REQUIREMENT:
This exercise requires every record to be repeated exactly.

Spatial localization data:
═══

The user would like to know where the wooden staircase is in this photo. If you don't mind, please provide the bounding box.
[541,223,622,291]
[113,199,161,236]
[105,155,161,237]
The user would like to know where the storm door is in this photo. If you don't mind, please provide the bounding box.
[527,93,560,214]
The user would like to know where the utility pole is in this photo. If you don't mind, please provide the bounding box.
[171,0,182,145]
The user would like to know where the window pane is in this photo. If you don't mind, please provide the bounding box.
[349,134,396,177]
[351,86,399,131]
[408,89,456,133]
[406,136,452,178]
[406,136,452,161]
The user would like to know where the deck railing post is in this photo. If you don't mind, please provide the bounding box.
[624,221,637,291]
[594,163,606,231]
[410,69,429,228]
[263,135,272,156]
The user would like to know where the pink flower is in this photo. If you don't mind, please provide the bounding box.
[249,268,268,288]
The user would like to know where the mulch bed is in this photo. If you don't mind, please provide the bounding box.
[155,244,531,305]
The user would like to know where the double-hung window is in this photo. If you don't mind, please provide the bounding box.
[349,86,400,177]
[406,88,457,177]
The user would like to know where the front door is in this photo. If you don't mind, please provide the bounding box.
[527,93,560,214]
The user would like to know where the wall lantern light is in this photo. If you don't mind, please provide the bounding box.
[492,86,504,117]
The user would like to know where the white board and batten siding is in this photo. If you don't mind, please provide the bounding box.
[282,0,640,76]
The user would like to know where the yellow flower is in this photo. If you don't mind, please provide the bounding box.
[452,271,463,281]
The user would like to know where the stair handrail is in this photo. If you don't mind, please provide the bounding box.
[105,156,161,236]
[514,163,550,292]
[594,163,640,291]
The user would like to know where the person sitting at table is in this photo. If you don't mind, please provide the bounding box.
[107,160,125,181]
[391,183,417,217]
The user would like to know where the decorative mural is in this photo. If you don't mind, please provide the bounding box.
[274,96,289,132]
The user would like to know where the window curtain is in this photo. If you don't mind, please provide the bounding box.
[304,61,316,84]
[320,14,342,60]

═══

SOLVED PROBLEM:
The user would like to know where the wooden staircase is in this photo. If you don't mind, please provide the bounding box.
[541,223,622,291]
[113,199,161,236]
[105,155,161,237]
The user would like to know where the storm door is in this photo. If you don't mind, please provide the bounding box.
[527,93,560,214]
The user would like to know where the utility pole is in this photo. If you don't mind, please provide the bounding box.
[171,0,182,145]
The user would like to know where the window pane is in this photo. If you don't mind, please provide the bounding box.
[349,134,396,177]
[351,86,399,131]
[408,89,456,133]
[406,136,452,178]
[406,136,452,161]
The user would like to know where the deck railing post is in this photo. If you don't mind, please provide the bounding box.
[624,221,637,291]
[594,163,606,231]
[410,69,429,228]
[263,135,272,156]
The user would like to know where the pink flower is in this photo. If you don't mind, please provide the bounding box.
[249,268,268,288]
The user would like to know where the mulch bed is in this photo. If you don't mind, please provide the bounding box.
[155,244,531,305]
The user would like to know where the double-hung window is in this photo. If you don't mind, please provide the bounding box.
[349,86,400,177]
[406,88,457,177]
The user would like to know where the front door is in this photo. If you don't mind, please provide the bounding box.
[527,93,560,214]
The user would like to know where the wall lantern light is in this photo. If you don't mind, please provide the bounding box.
[492,86,504,117]
The user would like to know where the white board and batten siding is in this photo. If you don't mind, please provide the bounding box.
[282,0,640,76]
The user would like to know where the yellow flower is in this photo. If you don't mind, please provide the bounding box.
[452,271,463,281]
The user would like to know where the stair handrail is in this photo. If you don't mind, please provide the bounding box.
[105,156,161,236]
[514,163,550,292]
[594,163,640,291]
The user would like to know where the person sitting at table is in this photo. If you don't mind, please provide the bounding box.
[107,160,125,181]
[391,183,417,217]
The user would like to know where the decorative mural is in this photo. If you don't mind, please provide the bounding box.
[274,96,289,132]
The user would like to know where the window curtain is in this photo. If you don't mind, please provide the bounding box.
[304,61,316,84]
[320,14,342,60]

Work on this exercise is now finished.